_Information provided_:
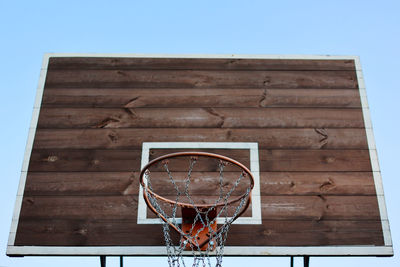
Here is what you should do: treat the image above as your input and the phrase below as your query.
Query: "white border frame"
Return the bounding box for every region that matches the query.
[137,142,262,224]
[7,53,393,256]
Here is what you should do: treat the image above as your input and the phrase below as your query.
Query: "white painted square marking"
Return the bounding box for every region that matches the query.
[137,142,262,224]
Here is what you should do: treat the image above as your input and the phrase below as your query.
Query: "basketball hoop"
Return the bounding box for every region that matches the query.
[140,152,254,267]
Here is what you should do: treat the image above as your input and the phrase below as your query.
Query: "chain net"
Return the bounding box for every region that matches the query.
[144,156,252,267]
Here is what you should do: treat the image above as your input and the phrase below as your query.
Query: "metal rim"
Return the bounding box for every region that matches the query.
[140,152,254,247]
[140,152,254,210]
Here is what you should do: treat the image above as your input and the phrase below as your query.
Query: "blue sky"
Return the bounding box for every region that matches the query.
[0,0,400,267]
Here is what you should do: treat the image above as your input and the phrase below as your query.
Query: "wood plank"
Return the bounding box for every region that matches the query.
[33,128,368,149]
[29,149,371,172]
[46,69,358,89]
[15,218,165,246]
[38,108,364,129]
[260,172,376,196]
[261,195,380,221]
[24,172,376,196]
[16,219,383,247]
[48,57,355,70]
[42,88,361,108]
[24,172,139,196]
[226,220,384,247]
[21,195,380,221]
[20,195,138,222]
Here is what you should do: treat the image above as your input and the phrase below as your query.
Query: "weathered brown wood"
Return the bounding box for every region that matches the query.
[42,88,361,108]
[260,172,376,196]
[226,220,384,247]
[38,108,364,129]
[24,172,139,196]
[15,218,165,246]
[29,149,371,172]
[20,195,138,221]
[24,172,376,196]
[49,57,355,70]
[16,219,383,246]
[34,128,368,149]
[16,57,384,252]
[21,195,379,221]
[46,70,358,89]
[29,150,141,172]
[261,195,380,221]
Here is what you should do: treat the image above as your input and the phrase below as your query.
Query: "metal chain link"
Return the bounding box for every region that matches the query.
[145,157,251,267]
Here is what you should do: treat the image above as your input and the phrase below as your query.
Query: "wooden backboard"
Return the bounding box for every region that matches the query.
[7,54,393,256]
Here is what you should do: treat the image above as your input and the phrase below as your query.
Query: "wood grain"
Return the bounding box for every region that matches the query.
[48,56,355,70]
[24,172,376,196]
[38,108,364,129]
[21,195,379,221]
[46,69,358,89]
[29,149,371,172]
[15,57,384,251]
[16,219,383,246]
[34,128,368,149]
[42,88,361,108]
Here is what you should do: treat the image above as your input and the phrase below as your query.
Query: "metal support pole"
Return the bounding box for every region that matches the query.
[100,256,106,267]
[304,256,310,267]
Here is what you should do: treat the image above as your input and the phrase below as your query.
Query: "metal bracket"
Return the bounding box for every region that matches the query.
[290,256,310,267]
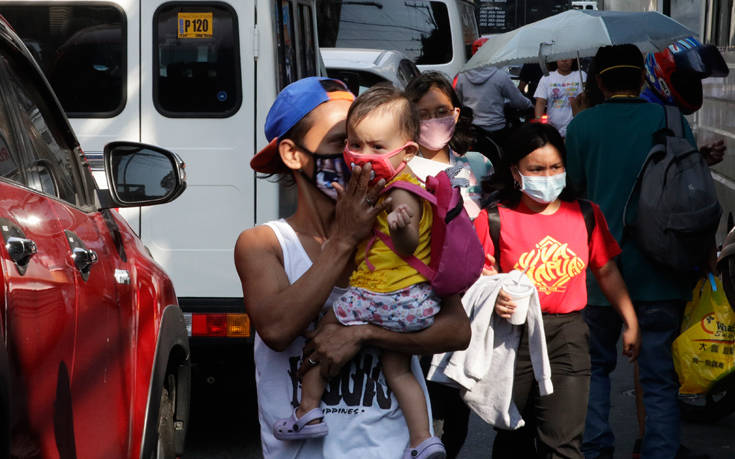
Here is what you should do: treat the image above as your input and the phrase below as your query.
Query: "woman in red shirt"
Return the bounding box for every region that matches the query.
[474,124,640,458]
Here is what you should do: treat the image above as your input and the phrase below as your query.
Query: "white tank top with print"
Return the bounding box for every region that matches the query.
[254,219,431,459]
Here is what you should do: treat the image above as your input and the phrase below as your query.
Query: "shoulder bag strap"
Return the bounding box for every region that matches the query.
[578,199,597,244]
[487,204,500,272]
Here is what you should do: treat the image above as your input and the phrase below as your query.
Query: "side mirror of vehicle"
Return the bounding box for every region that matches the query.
[100,142,186,208]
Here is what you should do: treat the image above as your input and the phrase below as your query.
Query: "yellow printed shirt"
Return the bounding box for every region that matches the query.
[350,171,434,293]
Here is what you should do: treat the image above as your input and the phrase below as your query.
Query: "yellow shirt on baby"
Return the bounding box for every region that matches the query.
[350,171,434,293]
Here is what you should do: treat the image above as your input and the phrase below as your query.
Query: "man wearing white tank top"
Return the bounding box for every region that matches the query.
[235,77,470,459]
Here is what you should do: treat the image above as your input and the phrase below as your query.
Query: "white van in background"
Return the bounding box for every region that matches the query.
[317,0,479,79]
[0,0,320,410]
[319,48,421,95]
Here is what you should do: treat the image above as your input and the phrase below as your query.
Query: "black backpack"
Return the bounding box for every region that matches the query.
[621,106,722,272]
[485,199,597,272]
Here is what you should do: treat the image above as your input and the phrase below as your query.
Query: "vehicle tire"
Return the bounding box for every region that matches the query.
[679,372,735,423]
[152,384,176,459]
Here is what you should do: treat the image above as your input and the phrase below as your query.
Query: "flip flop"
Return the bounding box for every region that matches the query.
[273,408,329,440]
[403,437,447,459]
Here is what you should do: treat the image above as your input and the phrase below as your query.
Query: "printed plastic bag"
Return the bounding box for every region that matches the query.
[672,274,735,394]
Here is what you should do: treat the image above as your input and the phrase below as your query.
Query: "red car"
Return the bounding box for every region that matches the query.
[0,16,191,459]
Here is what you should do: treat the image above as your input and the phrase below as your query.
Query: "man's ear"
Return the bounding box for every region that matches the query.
[278,139,306,171]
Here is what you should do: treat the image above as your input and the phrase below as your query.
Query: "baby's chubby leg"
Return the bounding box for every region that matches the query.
[296,308,339,424]
[381,351,431,448]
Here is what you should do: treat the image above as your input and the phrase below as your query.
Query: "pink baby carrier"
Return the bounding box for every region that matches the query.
[365,166,485,296]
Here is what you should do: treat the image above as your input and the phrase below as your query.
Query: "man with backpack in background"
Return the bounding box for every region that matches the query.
[566,45,719,459]
[641,37,730,166]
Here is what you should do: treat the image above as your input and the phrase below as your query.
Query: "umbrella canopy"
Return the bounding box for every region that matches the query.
[462,10,695,71]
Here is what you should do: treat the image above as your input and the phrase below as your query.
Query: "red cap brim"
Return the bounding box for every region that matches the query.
[250,137,282,174]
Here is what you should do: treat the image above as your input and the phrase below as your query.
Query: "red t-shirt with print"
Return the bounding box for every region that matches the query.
[474,201,620,313]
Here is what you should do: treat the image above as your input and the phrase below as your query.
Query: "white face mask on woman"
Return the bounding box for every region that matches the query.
[518,171,567,204]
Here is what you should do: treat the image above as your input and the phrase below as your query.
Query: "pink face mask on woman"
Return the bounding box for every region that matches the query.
[343,142,416,183]
[419,114,457,151]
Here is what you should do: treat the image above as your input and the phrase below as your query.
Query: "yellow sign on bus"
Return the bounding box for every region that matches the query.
[178,13,214,38]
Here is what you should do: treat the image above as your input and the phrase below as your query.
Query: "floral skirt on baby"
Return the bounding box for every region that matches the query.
[332,282,440,332]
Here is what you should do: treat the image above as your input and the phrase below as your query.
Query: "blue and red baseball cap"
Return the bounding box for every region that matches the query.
[250,77,355,174]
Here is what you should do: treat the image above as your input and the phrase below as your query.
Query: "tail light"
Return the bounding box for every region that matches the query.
[184,312,250,338]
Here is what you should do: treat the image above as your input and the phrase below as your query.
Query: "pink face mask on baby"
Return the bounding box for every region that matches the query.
[419,114,457,151]
[343,142,416,184]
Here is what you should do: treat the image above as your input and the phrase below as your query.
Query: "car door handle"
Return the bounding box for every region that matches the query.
[71,247,97,280]
[5,236,38,266]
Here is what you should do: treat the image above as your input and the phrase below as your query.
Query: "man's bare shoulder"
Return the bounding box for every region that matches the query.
[235,225,282,264]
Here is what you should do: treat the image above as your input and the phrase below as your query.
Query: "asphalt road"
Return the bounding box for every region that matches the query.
[184,346,735,459]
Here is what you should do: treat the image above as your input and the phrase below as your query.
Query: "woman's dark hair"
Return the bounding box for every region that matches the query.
[482,123,577,207]
[405,71,475,155]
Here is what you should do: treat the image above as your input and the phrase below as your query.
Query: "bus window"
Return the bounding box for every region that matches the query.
[276,0,298,89]
[299,5,316,78]
[0,2,127,118]
[153,3,242,118]
[317,0,453,65]
[459,2,480,58]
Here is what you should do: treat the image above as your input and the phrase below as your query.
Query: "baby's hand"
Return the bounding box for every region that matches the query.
[387,204,413,230]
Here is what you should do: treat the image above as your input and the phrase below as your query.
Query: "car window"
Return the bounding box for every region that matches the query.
[153,2,242,118]
[299,5,316,78]
[459,2,479,59]
[0,56,85,206]
[0,2,126,118]
[275,0,298,89]
[0,75,23,183]
[398,59,421,87]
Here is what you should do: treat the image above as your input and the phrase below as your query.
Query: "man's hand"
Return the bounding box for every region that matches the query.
[329,164,391,247]
[299,323,362,380]
[699,139,727,166]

_Given exercise_:
Select every row above that contains the word "tank" and copy each one out. Case counts.

_Worked answer_:
Query: "white tank top with print"
Query: "man wearing white tank top"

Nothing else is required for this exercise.